• _Task statement_
The required output is the line that contains "green hedge, shaped like this sample" plus every line after it in the listing below, copied exactly as it appears.
*****
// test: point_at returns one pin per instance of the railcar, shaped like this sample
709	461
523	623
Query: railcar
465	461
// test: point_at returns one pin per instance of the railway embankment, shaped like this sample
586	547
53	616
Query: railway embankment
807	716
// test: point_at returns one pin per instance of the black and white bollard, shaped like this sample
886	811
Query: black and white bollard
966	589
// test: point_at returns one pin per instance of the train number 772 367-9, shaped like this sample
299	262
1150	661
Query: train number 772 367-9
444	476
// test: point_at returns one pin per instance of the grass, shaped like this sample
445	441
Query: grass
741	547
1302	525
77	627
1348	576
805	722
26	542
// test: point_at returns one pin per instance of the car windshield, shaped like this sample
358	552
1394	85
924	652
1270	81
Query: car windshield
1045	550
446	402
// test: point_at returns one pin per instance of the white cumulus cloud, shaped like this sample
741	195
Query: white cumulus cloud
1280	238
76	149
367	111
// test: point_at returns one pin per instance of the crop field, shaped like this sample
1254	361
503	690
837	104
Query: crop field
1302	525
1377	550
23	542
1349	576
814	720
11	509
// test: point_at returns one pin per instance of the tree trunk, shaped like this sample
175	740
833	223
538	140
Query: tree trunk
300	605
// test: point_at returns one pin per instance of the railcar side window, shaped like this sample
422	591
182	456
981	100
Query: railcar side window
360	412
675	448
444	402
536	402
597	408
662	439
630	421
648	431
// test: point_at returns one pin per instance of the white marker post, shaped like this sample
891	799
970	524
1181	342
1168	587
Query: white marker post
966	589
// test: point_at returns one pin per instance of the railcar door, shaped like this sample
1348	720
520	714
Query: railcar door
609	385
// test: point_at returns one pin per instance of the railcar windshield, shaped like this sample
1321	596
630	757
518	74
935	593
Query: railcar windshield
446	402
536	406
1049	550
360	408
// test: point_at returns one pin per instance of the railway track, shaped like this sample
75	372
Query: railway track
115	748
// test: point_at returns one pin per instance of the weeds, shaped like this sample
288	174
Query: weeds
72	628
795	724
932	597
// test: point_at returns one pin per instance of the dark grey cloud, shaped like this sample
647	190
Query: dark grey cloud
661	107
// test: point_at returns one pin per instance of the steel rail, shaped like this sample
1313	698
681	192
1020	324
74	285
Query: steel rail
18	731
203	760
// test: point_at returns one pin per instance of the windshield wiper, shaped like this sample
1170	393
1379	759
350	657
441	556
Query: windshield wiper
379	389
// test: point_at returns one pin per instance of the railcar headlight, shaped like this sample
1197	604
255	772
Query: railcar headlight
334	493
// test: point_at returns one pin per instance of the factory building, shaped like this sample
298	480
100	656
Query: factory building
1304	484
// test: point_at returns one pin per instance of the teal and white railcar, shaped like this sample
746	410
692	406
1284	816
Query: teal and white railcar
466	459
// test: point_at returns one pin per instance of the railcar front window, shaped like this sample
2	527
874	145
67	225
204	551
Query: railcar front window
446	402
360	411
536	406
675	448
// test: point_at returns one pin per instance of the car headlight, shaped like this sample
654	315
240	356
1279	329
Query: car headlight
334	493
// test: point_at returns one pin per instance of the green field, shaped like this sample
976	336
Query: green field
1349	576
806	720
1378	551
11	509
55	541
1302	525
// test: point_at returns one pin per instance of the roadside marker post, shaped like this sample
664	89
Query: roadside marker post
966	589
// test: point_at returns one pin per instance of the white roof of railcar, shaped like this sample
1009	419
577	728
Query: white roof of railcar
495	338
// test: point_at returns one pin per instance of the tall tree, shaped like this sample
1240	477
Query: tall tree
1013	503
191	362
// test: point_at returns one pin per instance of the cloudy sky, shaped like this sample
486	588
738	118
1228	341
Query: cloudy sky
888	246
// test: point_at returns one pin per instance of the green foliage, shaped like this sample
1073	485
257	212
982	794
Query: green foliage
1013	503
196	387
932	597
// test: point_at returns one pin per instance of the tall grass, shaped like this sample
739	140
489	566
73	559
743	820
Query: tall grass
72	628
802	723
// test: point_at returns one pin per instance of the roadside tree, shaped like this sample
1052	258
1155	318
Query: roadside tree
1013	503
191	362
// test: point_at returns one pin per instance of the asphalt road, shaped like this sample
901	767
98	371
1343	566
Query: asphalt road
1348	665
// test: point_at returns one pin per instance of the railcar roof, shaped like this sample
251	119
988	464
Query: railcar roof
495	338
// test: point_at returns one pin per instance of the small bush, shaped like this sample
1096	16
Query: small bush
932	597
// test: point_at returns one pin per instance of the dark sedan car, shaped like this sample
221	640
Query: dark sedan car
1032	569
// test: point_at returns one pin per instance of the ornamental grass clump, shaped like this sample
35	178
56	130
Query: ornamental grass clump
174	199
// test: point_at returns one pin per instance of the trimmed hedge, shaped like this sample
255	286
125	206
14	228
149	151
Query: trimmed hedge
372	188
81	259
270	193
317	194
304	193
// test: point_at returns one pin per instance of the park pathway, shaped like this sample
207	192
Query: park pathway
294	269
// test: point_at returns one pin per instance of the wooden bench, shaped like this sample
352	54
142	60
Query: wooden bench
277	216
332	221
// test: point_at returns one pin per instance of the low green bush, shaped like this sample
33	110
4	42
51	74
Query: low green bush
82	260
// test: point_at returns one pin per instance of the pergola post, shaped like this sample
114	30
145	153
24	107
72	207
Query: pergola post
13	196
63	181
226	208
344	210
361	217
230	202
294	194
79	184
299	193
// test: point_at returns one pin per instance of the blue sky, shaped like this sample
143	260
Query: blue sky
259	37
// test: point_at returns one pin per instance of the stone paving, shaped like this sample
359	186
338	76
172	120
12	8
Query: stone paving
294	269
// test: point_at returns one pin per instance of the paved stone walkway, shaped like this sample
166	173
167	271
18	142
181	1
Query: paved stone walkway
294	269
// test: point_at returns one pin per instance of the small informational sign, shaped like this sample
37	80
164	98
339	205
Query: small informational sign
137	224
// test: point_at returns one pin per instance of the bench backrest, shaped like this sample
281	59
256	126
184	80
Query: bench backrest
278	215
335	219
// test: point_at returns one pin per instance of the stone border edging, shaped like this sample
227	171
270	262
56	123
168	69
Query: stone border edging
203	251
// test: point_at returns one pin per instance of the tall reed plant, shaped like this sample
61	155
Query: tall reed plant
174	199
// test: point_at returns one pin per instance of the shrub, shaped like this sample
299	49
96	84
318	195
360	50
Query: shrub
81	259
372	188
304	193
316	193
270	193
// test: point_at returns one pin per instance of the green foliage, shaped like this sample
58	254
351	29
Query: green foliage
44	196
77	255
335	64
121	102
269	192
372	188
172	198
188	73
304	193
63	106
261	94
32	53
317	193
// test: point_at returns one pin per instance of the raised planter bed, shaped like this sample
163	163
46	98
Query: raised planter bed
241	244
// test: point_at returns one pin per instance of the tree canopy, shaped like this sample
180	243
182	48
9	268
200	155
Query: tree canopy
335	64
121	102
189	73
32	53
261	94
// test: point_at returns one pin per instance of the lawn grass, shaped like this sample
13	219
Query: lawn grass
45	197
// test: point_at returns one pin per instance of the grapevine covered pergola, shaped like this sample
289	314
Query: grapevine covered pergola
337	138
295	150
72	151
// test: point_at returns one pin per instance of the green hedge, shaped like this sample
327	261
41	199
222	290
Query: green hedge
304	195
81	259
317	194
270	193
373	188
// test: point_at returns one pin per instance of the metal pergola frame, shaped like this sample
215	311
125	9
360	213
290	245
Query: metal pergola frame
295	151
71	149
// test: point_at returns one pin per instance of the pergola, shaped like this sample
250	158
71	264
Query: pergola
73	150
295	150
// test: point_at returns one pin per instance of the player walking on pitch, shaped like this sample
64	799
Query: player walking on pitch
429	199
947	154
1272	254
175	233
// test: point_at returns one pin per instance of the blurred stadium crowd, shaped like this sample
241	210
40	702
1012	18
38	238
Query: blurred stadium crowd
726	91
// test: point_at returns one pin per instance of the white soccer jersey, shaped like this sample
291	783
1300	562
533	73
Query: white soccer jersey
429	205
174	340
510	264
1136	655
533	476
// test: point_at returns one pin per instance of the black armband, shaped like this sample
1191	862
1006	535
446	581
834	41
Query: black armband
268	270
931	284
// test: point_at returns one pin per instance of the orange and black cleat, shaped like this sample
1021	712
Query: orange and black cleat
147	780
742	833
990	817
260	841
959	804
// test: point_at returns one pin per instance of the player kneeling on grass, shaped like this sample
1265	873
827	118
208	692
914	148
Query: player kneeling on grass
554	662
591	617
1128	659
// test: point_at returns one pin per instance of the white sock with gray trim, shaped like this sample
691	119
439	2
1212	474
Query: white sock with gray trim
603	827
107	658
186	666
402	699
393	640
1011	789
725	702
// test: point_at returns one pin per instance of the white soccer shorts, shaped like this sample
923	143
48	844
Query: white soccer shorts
*****
• _Written response_
// test: point_at returns one pin per instance of the green hedge, shaped like this sample
327	261
41	199
222	290
Query: green hedge
304	195
81	259
317	194
270	193
373	188
// test: point_at returns one pin per instance of the metal pergola frame, shaped like this sample
215	311
125	9
360	213
290	245
Query: metal pergola frame
295	151
71	149
// test: point_at returns one pin per instance of the pergola, shaped like this sample
250	158
71	264
Query: pergola
73	150
295	150
// test: point_at returns one pin per instance of the player walking on pitch, shaped like this sample
64	799
Query: player walking on pitch
429	199
947	154
1272	254
175	233
// test: point_at returns one pin per instance of the blurred stadium crowd, shaped like this sample
241	210
40	702
1012	18
38	238
Query: blurred stadium crowd
726	91
// test: point_at returns one pin per instance of the white soccer jersey, shaped like this sample
291	783
1300	562
533	73
Query: white soccer jersey
429	205
174	340
510	264
1136	655
533	476
// test: point_at returns one pin per instance of the black armband, shaped like this sample
1191	862
1006	535
446	581
834	41
Query: black armband
268	270
931	284
// test: point_at returns one pin per instance of the orange and black cleat, shaped like this sample
1021	712
Query: orange and black cleat
147	780
742	833
990	817
260	841
959	804
// test: point_at returns one pin per instance of the player kneeling on grass, shaped like this sample
1265	873
827	118
208	692
914	148
Query: player kneeling on grass
554	662
591	617
1128	659
// test: point_at returns one pin per instance of the white sock with gray trim, shaped like this sample
691	119
439	2
1212	474
Query: white sock with gray trim
603	827
107	658
186	666
402	699
393	640
1011	789
725	702
// test: point_at returns one pin per instance of the white soccer shorts, shaped like this sample
923	143
48	844
Query: white soccer shorts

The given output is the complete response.